> [EXERCISE PROMPT]: Output the records from the start through the line containing "pixel 314 57", both included, as a Markdown table with the columns Row and Line text, with one numbered row per line and blank lines left out.

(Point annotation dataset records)
= = = = =

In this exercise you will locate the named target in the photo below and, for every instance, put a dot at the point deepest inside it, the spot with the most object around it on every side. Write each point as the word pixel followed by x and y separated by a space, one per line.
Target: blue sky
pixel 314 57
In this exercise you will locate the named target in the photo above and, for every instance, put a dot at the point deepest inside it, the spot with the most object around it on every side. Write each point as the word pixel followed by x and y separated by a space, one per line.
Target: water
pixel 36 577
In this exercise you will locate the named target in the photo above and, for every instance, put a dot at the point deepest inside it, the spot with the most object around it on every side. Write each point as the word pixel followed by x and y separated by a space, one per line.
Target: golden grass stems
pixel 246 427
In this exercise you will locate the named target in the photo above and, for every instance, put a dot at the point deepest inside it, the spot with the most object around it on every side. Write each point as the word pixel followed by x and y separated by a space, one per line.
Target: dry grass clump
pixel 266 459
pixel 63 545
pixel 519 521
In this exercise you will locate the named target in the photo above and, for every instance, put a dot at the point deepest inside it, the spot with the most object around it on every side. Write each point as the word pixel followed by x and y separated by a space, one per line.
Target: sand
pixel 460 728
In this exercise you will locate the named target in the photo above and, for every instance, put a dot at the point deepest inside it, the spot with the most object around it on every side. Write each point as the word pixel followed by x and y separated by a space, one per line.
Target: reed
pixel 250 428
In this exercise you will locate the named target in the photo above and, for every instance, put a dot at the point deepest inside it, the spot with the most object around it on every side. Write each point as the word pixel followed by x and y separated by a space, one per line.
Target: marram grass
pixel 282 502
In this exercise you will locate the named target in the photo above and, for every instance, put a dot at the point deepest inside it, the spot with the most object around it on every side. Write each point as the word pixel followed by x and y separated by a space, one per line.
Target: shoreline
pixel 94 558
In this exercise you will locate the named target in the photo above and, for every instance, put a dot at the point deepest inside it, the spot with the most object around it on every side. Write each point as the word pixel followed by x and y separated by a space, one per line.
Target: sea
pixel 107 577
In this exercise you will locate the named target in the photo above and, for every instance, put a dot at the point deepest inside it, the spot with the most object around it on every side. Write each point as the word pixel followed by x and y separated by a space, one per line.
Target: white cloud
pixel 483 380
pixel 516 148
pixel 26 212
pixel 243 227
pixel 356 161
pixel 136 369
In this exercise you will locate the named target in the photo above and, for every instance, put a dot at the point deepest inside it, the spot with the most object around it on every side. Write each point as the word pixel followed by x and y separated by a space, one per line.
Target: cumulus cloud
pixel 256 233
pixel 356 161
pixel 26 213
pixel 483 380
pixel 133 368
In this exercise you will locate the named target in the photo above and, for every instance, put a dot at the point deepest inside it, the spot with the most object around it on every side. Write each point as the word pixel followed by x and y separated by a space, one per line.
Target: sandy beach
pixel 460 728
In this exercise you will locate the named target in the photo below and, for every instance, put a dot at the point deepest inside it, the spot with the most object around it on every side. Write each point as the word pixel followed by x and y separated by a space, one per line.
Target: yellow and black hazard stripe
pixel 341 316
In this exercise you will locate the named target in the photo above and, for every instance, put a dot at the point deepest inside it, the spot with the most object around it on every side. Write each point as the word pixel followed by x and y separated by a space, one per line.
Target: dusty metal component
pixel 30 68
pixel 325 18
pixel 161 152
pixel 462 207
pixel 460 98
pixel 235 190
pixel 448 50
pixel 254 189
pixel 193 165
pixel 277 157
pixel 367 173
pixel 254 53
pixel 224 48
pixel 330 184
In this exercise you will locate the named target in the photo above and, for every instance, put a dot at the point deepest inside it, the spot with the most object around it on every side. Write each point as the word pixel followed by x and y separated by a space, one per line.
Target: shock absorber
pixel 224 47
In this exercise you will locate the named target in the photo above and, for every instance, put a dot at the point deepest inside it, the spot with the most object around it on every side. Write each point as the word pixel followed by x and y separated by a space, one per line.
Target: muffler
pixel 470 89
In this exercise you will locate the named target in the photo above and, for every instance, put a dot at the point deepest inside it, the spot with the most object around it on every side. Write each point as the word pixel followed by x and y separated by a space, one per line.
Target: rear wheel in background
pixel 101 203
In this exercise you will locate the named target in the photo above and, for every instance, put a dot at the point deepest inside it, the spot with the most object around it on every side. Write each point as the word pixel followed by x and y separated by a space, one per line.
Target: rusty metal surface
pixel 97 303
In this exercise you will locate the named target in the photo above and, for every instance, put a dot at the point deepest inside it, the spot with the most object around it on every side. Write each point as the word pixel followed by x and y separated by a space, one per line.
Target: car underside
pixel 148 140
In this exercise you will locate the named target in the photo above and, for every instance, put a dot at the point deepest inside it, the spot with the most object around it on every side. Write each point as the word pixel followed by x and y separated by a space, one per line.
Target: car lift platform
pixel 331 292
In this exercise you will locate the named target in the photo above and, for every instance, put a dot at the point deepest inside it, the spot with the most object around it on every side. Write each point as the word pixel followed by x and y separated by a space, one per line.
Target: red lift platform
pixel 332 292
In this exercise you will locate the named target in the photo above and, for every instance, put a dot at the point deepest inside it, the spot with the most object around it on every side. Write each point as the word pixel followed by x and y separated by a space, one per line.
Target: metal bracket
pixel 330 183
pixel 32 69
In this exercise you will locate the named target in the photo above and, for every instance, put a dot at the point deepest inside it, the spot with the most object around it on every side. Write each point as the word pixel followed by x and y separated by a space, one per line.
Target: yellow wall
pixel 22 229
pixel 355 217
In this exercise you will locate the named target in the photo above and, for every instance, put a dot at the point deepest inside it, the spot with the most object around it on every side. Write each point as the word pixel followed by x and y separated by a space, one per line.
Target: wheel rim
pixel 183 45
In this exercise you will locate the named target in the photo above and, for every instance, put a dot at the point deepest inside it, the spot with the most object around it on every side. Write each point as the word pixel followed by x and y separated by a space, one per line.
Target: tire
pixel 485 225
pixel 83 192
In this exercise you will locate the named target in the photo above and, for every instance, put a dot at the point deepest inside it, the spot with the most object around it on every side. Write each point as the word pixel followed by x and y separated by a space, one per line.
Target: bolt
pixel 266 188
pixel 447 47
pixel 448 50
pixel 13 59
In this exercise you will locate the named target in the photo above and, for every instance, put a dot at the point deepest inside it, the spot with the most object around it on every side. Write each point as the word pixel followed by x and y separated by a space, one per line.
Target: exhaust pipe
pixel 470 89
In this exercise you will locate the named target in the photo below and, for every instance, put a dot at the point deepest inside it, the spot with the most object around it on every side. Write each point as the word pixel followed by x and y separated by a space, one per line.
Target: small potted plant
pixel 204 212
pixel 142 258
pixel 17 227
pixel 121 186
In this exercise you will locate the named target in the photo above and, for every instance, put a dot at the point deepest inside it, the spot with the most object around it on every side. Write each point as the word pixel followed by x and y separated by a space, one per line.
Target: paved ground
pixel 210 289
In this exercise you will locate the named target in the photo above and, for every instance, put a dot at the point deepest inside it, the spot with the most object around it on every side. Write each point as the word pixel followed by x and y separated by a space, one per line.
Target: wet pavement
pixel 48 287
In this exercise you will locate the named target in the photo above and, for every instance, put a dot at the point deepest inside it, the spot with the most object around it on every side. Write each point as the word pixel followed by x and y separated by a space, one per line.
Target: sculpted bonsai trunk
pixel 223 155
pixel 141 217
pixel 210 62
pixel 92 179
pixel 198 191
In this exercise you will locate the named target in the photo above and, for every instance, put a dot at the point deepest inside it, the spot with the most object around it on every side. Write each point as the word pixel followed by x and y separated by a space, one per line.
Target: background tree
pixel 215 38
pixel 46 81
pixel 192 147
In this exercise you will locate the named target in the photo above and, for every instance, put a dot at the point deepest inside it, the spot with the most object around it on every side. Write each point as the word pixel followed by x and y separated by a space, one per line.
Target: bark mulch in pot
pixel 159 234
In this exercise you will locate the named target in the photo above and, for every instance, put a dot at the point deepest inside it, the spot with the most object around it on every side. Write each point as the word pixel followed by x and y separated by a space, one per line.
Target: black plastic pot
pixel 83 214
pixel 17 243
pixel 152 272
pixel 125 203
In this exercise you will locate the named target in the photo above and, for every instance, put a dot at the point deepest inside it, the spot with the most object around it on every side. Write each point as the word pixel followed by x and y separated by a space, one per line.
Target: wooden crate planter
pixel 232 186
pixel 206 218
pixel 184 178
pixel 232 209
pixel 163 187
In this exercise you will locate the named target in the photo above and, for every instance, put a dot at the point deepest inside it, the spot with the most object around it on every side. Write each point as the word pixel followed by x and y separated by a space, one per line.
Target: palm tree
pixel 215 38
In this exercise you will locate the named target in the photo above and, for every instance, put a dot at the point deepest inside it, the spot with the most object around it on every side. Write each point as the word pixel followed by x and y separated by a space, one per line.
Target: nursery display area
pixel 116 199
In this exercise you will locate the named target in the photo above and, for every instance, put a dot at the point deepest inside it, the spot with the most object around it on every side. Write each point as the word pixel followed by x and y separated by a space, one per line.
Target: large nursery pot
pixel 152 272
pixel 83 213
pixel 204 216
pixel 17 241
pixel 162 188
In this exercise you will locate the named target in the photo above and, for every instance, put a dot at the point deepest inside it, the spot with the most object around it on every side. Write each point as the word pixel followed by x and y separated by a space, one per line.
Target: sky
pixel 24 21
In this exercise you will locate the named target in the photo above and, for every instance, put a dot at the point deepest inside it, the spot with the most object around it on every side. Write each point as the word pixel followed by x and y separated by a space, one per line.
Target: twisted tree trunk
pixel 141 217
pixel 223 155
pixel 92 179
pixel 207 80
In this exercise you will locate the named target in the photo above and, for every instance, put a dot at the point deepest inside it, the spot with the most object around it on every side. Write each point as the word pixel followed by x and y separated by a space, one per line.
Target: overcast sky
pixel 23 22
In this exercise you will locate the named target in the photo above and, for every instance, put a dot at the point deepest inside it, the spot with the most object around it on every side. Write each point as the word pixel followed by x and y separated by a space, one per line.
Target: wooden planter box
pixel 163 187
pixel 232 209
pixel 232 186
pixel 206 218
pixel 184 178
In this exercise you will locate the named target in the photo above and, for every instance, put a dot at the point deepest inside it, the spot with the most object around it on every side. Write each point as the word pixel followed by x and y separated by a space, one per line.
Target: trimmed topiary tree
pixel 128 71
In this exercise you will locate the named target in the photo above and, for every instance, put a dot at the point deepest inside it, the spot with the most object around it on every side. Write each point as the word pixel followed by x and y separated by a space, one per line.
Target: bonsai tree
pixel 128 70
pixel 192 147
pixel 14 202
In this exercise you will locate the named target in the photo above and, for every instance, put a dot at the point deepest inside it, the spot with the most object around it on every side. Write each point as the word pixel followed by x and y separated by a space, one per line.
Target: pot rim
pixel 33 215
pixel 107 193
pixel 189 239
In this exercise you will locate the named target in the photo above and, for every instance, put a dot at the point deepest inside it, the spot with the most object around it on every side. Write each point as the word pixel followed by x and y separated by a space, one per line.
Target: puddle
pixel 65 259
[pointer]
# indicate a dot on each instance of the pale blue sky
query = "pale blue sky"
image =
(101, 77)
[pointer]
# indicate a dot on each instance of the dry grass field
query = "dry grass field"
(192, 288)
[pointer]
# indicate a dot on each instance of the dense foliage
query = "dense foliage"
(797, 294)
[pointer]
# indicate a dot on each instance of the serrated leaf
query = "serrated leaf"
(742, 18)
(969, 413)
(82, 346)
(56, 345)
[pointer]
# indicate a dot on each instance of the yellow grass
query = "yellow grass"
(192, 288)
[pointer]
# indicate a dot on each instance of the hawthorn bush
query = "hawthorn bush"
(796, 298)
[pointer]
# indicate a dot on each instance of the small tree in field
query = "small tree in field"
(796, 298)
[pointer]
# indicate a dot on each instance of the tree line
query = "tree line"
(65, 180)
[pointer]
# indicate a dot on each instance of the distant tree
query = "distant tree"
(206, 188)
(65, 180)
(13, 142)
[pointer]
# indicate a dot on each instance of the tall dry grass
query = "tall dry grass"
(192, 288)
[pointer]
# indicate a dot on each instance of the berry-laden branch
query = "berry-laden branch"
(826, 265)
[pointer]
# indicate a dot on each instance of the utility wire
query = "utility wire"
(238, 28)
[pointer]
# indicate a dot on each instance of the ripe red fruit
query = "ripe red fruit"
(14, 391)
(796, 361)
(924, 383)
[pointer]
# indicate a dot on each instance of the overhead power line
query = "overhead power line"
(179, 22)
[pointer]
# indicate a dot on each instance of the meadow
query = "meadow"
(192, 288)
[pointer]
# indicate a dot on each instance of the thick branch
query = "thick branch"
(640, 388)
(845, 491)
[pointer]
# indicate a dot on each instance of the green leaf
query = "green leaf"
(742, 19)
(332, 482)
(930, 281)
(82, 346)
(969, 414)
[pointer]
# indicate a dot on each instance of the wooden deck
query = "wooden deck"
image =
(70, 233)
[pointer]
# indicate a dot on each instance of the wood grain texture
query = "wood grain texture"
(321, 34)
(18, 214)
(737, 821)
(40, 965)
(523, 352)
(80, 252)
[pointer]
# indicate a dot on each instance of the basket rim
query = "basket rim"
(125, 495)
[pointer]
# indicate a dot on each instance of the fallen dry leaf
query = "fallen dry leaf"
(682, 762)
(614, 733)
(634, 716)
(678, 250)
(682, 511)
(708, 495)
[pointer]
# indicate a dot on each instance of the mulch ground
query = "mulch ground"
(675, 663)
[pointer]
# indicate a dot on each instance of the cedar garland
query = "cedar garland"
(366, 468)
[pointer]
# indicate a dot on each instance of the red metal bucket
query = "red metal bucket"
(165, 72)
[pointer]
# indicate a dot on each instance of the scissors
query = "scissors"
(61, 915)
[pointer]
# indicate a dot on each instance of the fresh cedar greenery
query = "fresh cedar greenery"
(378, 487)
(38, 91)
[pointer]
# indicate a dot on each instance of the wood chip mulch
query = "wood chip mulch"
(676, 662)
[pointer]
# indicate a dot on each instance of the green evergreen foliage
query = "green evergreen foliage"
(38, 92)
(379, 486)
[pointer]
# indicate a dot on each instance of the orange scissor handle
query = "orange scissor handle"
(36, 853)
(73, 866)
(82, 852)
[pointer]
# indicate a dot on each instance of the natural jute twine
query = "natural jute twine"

= = = = =

> [SOLUTION BELOW]:
| Row | Line text |
|---|---|
| 1 | In this exercise you will locate the named target in the photo below and, for every instance, put a dot at the point deepest inside it, the spot with the most object around it on every side. Write each point as the word pixel followed by x and y separated by a space, one per line. |
| 2 | Target: blue sky |
| 3 | pixel 314 57 |